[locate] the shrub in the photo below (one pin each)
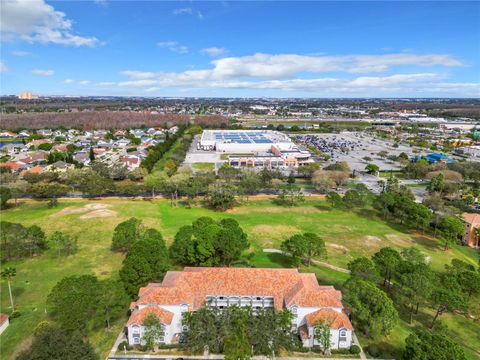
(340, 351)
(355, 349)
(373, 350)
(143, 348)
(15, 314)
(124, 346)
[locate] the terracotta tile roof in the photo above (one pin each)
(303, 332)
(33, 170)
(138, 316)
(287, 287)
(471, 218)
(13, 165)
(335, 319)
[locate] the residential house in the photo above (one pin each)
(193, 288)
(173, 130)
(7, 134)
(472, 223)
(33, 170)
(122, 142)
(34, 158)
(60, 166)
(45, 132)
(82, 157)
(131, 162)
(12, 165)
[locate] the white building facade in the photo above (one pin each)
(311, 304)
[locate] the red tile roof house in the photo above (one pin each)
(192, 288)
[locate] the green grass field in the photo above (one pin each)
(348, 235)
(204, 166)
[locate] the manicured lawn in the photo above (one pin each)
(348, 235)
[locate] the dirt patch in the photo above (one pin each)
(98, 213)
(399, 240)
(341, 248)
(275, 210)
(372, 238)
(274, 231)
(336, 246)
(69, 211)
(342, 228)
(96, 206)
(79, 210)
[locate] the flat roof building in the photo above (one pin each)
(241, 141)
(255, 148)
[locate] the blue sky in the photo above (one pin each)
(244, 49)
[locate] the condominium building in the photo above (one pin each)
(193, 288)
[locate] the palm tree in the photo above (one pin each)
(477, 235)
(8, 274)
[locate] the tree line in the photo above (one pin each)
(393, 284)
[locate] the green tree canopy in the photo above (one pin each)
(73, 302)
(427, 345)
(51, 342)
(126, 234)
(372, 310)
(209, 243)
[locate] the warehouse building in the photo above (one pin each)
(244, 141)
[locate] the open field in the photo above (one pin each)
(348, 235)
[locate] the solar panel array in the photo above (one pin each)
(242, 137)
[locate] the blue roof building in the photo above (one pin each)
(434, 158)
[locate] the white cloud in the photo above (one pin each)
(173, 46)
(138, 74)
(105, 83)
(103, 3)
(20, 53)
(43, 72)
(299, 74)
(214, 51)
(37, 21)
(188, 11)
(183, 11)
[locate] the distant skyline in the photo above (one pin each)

* * *

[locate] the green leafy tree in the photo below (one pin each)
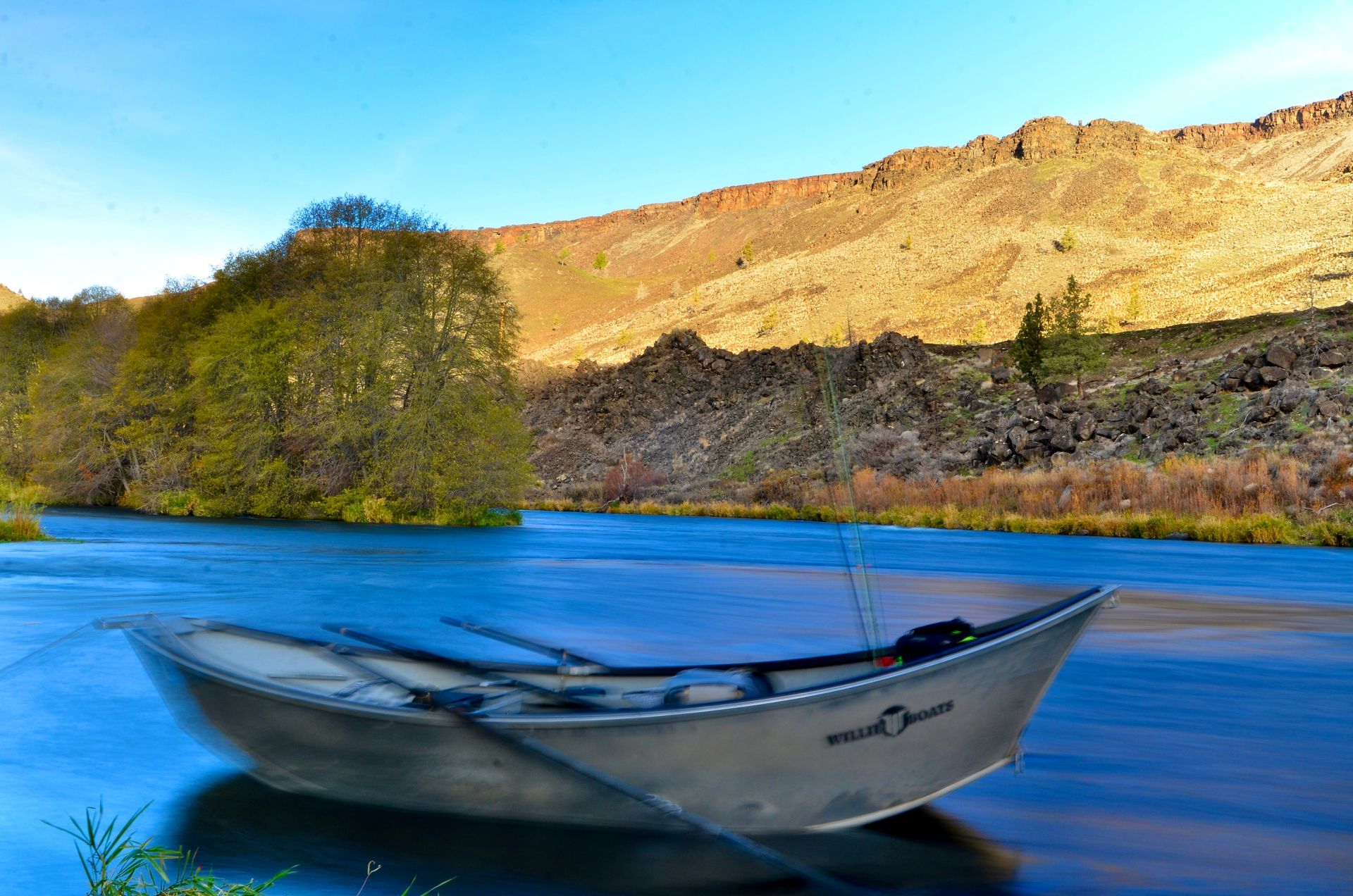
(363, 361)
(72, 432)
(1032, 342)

---

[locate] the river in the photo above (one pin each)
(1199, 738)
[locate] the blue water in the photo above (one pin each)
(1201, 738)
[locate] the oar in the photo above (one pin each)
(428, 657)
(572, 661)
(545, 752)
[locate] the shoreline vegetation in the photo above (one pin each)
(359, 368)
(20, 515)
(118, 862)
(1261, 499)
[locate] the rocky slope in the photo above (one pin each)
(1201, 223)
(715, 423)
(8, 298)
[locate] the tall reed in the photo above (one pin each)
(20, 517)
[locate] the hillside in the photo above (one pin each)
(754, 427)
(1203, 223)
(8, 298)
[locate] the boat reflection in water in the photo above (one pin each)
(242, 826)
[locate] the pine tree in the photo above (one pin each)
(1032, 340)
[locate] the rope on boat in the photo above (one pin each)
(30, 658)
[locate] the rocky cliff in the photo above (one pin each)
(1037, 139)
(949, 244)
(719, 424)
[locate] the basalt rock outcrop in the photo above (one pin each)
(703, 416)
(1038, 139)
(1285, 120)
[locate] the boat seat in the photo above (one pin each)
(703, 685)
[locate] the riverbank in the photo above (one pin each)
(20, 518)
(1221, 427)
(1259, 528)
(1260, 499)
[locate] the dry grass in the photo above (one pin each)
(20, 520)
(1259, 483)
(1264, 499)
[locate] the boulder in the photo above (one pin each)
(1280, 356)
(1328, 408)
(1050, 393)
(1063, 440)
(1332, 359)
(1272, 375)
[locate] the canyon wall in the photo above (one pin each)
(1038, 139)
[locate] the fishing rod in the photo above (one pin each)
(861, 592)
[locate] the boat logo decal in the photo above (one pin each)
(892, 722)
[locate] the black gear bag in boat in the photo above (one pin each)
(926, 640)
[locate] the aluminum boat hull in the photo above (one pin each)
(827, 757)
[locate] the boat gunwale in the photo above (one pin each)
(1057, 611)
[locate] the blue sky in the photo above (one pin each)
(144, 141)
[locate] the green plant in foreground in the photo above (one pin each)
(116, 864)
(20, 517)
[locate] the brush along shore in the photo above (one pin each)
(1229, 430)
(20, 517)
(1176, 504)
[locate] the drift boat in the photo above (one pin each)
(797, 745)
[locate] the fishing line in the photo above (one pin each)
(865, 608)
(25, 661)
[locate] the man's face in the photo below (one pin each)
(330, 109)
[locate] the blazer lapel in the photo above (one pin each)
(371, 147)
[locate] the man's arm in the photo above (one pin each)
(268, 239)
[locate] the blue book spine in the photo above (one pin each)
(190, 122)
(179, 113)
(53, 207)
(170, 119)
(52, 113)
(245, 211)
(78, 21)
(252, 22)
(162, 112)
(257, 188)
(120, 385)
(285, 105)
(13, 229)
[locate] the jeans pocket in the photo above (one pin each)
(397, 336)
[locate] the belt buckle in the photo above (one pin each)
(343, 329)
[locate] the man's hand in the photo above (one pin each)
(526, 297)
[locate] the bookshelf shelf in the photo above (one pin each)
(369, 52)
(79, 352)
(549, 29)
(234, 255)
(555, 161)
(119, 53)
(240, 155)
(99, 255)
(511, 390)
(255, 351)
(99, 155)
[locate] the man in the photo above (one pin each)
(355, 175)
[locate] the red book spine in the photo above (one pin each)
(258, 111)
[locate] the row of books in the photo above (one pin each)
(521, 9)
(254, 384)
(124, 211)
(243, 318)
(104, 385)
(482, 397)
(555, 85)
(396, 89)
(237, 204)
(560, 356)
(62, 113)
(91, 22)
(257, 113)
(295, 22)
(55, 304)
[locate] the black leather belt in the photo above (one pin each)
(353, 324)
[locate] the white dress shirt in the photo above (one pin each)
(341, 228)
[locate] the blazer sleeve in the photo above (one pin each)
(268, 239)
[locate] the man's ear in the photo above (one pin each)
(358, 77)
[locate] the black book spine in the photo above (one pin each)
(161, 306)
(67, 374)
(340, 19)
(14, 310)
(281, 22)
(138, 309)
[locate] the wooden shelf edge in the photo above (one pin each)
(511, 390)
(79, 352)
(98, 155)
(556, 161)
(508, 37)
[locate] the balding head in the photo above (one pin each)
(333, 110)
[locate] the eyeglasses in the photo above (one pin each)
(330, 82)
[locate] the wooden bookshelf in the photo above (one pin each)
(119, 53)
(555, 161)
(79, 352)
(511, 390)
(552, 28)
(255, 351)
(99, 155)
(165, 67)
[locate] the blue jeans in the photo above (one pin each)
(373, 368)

*YOUR GOAL:* Find each line in the data above that contains the word "wooden" and copy all of those lines.

*EXERCISE RESPONSE:*
[locate] the wooden shelf edge in the photo above (one pin each)
[locate] the wooden bookshelf in the photo above (one pin each)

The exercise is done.